##### Available data #####

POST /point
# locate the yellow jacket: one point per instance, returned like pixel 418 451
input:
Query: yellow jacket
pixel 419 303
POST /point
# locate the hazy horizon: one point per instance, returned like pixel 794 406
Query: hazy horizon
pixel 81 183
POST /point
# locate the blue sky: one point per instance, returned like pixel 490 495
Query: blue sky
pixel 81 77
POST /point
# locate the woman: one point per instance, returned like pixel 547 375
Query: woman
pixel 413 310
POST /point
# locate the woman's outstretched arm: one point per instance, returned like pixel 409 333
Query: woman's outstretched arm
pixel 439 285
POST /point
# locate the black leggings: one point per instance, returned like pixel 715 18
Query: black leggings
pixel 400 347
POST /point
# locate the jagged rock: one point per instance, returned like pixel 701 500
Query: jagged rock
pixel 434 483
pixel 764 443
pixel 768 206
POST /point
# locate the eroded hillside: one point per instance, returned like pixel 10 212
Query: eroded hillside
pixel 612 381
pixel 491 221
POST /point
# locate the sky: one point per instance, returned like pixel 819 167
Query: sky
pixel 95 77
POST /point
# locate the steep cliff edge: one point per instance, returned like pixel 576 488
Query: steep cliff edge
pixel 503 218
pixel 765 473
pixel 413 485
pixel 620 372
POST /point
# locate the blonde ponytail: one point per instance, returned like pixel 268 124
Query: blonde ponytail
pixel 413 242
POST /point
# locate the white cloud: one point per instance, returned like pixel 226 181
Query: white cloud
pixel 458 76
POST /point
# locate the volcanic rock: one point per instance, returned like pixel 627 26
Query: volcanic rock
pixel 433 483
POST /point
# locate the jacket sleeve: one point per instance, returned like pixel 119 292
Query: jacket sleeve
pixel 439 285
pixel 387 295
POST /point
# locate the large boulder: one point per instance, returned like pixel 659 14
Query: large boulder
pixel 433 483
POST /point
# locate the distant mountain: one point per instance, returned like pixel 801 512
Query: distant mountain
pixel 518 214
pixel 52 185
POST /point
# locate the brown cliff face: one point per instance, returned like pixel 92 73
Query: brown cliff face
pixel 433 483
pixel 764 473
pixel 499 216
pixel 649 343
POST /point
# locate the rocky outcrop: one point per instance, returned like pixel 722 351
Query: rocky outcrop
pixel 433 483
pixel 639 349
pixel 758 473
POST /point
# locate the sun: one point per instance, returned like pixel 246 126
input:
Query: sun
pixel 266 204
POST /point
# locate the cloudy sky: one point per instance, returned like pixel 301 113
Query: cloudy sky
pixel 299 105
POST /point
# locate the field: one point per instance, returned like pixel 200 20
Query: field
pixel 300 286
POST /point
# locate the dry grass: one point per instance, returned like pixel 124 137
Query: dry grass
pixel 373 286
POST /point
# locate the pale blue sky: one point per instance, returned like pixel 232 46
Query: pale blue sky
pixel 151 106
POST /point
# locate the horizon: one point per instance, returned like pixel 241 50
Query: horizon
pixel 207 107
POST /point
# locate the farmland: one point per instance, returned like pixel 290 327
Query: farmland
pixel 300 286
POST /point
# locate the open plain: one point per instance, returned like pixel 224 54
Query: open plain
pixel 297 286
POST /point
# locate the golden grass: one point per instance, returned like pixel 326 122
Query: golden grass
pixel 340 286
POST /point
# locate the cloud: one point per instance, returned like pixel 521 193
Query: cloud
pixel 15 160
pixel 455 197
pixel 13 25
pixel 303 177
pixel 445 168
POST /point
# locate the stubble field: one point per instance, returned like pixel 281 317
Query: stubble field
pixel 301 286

#####

Transcribe every record verbatim.

POST /point
# locate the yellow jacket: one point per instance, returned like pixel 418 451
input:
Query: yellow jacket
pixel 419 303
POST /point
# locate the hazy horizon: one point per instance, returned like pixel 794 406
Query: hazy horizon
pixel 81 183
POST /point
# locate the blue sky: one point per instance, returned like pixel 490 495
Query: blue sky
pixel 81 77
POST /point
# locate the woman: one point per instance, returned like pixel 547 375
Query: woman
pixel 413 310
POST /point
# locate the woman's outstretched arm: one point per instance, returned like pixel 409 333
Query: woman's outstretched arm
pixel 439 285
POST /point
# locate the black leggings: one point per instance, returned like pixel 715 18
Query: black leggings
pixel 400 347
POST /point
# locate the jagged rock: one point per instance, returned like pixel 701 500
Query: jagged rock
pixel 434 483
pixel 764 443
pixel 768 206
POST /point
# locate the eroded hillside: one point per instance, returned like pixel 10 212
Query: eroded hillside
pixel 612 381
pixel 491 221
POST /point
# locate the sky: one point per instance, returned like pixel 819 167
Query: sky
pixel 95 77
POST /point
# locate the steep cliff edge: one point per instance, returned like pixel 576 488
Query: steep cliff edge
pixel 503 218
pixel 765 473
pixel 413 485
pixel 620 372
POST /point
# locate the blonde ponytail: one point per instance, returned like pixel 268 124
Query: blonde ponytail
pixel 413 242
POST /point
# locate the white cloud: one point per instance, returned like pixel 226 181
Query: white cloud
pixel 458 76
POST /point
# locate the volcanic rock: one point per instance, returned like pixel 627 26
Query: volcanic rock
pixel 433 483
POST /point
# locate the jacket sleeve: one point per instance, returned like pixel 119 292
Query: jacket sleeve
pixel 439 285
pixel 387 295
POST /point
# locate the large boulder: one point per instance, returned like pixel 659 14
Query: large boulder
pixel 433 483
POST /point
# locate the distant mountain: one point per instance, returned like pixel 801 512
Query: distant mountain
pixel 518 214
pixel 52 185
POST /point
# locate the brown cliff face: one point per instance, returned like pixel 92 73
Query: brown cliff face
pixel 433 483
pixel 764 473
pixel 499 216
pixel 649 343
POST /point
# locate the rocky outcrop: one point per instance, returned like pixel 722 351
Query: rocky outcrop
pixel 433 483
pixel 639 349
pixel 758 473
POST /point
# locate the sun: one point per instance, returned like pixel 246 126
input:
Query: sun
pixel 266 204
POST /point
# locate the cloudy sky: one point per instance, returned like pixel 301 113
Query: cloudy sky
pixel 299 105
POST /point
# locate the field: one point per instance, returned like pixel 200 20
Query: field
pixel 300 286
POST /point
# locate the dry grass: one point per instance, returned like pixel 124 137
Query: dry grass
pixel 373 286
POST /point
# locate the pale blue sky: one point per instance, returned like pixel 232 46
Query: pale blue sky
pixel 151 106
POST /point
# locate the horizon: one point per instance, returned like pixel 241 50
Query: horizon
pixel 207 107
POST /point
# locate the farmland: one point per instance, returned like pixel 290 327
Query: farmland
pixel 300 286
POST /point
# locate the open plain: one point per instance, returned like pixel 224 54
Query: open plain
pixel 297 286
POST /point
# locate the golden grass: one point per instance, returned like pixel 326 122
Query: golden grass
pixel 340 286
POST /point
# locate the cloud: one point per instance, returned like pixel 521 193
Query: cloud
pixel 15 160
pixel 455 197
pixel 13 25
pixel 303 177
pixel 445 168
POST /point
# locate the stubble field: one point per instance, returned like pixel 281 317
Query: stubble field
pixel 301 286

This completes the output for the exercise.